EXERCISE DESCRIPTION => Transcribe the part of the IPAB hearing article below between "The session featured" and "inaccurate and pejorative.", inclusive.

QUOTED PASSAGE =>
┄┄┄┄┄┄

By Rebecca Adams, CQ HealthBeat Associate Editor

President Obama is "in discussion with a number of potential nominees" for the Independent Payment Advisory Board (IPAB), Health and Human Services Secretary Kathleen Sebelius told lawmakers at a hearing. But she suggested that there is no rush to name the board members because it doesn't need to begin work until 2013.

Two witnesses at the House Energy and Commerce Health Subcommittee session—American Enterprise Institute fellow Scott Gottlieb and Georgetown Public Policy Institute professor Judith Feder—said that they had discussed joining IPAB with the administration or congressional staff.
Gottlieb said he wasn't inclined to serve on IPAB. Feder said she had brought it up with the administration because she would be "proud to serve."

At what was a tense hearing, Texas Republican Rep. Michael C. Burgess noted that the $15 million budget for IPAB will become available Oct. 1. Sebelius noted that IPAB's first recommendations are not due until January 2014, and she assured GOP members that "there will be no drawdown of the Treasury of $15 million until there is a board."

The session featured many of the same tensions over both IPAB and each party's Medicare proposals that were evident in the House Budget Committee hearing. Sebelius criticized the House GOP budget resolution, saying it "shifts costs onto seniors" and "does contemplate an end to Medicare as we know it" because it marks an "end to guaranteed benefits."

"It'd be a voucher system in a private insurance market," Sebelius said.

The secretary was then lectured by Republicans, who said she should use the phrase "premium support" to describe their plan because the term "voucher" is inaccurate and pejorative.

┄┄┄┄┄┄

DATA SHOWN =>

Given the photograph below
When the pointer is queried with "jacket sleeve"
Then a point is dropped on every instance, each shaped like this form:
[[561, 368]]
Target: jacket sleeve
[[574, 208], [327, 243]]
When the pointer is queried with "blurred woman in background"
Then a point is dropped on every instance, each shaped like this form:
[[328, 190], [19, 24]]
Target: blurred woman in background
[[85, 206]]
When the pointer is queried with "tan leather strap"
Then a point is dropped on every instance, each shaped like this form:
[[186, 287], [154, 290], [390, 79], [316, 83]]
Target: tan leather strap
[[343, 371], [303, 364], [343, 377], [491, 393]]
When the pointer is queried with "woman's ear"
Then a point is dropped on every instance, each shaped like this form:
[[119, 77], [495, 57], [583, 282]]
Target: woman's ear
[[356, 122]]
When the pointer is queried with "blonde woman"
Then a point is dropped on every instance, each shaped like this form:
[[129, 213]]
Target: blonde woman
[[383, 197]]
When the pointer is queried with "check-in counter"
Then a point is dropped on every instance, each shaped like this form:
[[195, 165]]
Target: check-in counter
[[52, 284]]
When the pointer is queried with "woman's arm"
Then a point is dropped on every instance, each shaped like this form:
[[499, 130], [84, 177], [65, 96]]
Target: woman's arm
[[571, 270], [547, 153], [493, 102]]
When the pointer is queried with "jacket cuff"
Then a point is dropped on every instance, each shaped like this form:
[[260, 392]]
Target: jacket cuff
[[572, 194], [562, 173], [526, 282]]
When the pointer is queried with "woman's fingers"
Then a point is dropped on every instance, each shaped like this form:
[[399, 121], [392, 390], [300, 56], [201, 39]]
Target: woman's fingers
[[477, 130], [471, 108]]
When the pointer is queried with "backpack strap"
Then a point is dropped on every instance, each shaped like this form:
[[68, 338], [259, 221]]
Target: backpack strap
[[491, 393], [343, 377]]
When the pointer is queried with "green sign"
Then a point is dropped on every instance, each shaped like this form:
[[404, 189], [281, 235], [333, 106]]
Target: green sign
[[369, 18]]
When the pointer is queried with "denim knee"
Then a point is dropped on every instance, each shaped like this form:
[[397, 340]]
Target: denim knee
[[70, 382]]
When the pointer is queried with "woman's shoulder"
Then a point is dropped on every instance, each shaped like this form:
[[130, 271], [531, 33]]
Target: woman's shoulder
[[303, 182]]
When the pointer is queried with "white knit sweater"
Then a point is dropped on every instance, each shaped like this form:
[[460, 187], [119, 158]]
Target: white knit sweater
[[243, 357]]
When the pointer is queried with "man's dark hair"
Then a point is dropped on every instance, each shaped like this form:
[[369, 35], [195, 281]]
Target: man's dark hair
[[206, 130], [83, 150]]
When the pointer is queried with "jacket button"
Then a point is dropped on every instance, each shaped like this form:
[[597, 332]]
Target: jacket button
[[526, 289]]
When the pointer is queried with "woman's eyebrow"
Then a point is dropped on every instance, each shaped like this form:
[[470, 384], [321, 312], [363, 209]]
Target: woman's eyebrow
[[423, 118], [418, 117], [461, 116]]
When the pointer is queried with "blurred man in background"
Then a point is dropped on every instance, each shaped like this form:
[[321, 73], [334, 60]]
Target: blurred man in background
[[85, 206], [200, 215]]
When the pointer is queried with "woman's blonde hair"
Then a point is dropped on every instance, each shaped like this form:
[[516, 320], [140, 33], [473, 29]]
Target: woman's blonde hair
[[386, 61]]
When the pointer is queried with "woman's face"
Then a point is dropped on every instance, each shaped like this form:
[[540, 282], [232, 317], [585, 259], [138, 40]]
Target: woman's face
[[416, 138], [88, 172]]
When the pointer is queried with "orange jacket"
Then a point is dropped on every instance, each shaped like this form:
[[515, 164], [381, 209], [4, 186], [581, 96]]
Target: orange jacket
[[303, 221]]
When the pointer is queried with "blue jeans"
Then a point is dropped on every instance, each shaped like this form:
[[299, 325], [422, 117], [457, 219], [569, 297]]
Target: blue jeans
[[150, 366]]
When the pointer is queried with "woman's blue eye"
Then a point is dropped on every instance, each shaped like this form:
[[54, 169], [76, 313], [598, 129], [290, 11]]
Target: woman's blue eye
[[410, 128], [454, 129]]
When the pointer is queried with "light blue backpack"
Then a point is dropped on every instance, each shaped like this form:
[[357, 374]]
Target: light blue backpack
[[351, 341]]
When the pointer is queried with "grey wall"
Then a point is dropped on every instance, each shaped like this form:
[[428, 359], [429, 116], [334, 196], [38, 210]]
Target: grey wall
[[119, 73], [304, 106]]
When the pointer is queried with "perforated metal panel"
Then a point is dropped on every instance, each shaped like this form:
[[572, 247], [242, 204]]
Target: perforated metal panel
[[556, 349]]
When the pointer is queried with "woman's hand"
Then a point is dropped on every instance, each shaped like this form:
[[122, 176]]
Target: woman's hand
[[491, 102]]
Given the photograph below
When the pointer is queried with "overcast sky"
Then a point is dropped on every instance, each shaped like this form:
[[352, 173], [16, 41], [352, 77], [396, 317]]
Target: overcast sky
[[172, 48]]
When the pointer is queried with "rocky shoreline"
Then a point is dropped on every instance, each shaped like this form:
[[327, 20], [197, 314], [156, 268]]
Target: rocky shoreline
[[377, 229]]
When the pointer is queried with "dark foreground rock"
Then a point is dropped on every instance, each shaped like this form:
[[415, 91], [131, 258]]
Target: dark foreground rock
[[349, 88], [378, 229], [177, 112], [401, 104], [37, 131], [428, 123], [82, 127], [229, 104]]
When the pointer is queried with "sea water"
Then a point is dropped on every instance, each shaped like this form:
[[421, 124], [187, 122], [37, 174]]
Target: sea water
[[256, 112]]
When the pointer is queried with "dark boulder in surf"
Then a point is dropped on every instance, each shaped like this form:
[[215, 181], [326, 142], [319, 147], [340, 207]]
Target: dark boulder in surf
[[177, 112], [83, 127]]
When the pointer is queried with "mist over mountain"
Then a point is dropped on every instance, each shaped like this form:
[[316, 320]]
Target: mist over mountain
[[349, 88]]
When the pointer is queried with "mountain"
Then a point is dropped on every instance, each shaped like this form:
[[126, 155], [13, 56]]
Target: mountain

┄┄┄┄┄┄

EXERCISE SOLUTION =>
The session featured many of the same tensions over both IPAB and each party's Medicare proposals that were evident in the House Budget Committee hearing. Sebelius criticized the House GOP budget resolution, saying it "shifts costs onto seniors" and "does contemplate an end to Medicare as we know it" because it marks an "end to guaranteed benefits."

"It'd be a voucher system in a private insurance market," Sebelius said.

The secretary was then lectured by Republicans, who said she should use the phrase "premium support" to describe their plan because the term "voucher" is inaccurate and pejorative.